▸ EXERCISE INPUTS:
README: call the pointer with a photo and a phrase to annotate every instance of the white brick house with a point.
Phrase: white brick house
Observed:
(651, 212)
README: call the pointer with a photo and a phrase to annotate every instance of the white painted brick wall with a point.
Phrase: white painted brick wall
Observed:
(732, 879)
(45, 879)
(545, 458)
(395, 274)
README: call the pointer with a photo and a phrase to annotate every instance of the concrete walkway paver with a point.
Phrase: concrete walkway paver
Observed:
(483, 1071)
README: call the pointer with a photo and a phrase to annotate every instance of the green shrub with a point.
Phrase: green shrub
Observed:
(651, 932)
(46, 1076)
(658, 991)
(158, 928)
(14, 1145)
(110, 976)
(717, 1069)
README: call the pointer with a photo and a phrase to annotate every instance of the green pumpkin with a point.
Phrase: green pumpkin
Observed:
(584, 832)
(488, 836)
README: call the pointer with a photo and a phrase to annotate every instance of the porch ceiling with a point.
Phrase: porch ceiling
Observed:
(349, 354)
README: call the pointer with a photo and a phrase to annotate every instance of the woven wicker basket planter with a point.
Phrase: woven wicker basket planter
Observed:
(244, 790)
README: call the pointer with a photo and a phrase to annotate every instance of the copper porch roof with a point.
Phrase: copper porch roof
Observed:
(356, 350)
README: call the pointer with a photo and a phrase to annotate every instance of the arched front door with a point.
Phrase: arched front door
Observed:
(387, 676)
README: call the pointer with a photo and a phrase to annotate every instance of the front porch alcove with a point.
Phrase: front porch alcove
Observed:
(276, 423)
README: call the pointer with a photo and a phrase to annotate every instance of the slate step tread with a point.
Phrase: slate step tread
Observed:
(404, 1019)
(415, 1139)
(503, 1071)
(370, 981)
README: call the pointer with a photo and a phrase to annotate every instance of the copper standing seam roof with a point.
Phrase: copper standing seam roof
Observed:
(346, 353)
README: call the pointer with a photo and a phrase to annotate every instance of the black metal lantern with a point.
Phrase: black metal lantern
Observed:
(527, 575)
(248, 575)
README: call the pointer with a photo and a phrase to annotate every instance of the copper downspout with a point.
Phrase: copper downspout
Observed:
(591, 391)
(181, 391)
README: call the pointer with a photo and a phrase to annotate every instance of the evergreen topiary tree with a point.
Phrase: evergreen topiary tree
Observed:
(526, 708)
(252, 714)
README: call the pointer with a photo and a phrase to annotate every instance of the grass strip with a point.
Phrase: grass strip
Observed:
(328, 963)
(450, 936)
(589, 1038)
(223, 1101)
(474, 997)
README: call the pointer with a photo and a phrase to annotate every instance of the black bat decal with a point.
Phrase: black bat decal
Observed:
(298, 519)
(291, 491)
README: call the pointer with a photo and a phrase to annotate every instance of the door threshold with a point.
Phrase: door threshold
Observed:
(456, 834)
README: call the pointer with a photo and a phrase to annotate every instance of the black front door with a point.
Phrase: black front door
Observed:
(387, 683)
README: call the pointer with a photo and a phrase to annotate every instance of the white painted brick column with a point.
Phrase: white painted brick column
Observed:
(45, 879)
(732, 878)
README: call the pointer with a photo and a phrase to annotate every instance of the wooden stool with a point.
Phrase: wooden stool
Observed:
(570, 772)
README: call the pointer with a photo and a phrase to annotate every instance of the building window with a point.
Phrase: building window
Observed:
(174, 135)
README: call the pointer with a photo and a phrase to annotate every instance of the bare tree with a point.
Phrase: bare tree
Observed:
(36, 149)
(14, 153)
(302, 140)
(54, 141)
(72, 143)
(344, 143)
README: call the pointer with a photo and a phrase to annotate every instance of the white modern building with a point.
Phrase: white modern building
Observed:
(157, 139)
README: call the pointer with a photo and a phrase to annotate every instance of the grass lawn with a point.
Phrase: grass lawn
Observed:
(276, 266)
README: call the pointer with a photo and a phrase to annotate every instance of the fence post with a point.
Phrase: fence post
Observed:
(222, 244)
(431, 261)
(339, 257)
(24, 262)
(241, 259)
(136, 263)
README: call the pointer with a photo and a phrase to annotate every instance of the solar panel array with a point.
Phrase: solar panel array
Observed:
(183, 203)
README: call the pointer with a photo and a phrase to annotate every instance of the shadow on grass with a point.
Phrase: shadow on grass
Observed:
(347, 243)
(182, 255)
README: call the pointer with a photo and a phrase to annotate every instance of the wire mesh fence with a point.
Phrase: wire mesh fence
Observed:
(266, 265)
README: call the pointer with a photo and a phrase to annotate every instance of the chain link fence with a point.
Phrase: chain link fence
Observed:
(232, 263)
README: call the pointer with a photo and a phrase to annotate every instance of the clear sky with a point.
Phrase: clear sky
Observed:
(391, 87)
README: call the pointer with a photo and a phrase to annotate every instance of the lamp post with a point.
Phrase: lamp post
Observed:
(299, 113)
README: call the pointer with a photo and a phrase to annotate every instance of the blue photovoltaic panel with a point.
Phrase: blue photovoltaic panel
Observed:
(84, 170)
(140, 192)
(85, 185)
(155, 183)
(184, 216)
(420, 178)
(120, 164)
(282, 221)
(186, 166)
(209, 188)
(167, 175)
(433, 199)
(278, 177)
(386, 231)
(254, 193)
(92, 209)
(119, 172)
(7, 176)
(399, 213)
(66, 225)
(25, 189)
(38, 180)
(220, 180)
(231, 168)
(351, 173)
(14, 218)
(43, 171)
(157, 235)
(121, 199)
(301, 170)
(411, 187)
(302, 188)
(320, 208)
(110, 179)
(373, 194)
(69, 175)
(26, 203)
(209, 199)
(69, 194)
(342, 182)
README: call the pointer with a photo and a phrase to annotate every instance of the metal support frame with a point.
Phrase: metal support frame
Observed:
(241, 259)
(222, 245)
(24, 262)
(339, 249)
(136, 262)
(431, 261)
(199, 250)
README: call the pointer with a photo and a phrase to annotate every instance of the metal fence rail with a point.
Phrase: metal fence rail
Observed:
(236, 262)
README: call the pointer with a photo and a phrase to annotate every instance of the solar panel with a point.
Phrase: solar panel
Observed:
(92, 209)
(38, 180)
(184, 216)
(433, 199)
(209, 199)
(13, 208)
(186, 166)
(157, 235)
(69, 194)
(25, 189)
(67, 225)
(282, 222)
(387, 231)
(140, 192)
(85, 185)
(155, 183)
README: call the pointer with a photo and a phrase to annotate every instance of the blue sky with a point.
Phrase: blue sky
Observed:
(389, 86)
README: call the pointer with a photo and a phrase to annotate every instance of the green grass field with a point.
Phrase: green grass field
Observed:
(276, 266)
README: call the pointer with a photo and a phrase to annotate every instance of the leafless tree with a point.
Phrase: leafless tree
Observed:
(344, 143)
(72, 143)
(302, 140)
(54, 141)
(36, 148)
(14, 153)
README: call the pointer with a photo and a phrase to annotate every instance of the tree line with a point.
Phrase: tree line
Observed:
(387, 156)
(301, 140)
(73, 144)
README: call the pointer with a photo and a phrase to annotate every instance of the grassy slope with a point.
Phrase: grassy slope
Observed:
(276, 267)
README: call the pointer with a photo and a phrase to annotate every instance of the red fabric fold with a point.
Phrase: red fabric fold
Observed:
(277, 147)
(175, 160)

▸ WORK REQUIRED: Retrieve every line above holding the word "slate".

▸ EXERCISE RESULT:
README: call the pointer with a photo and a phrase to annotate every instance of the slate step tread with a point.
Phrase: slate step tread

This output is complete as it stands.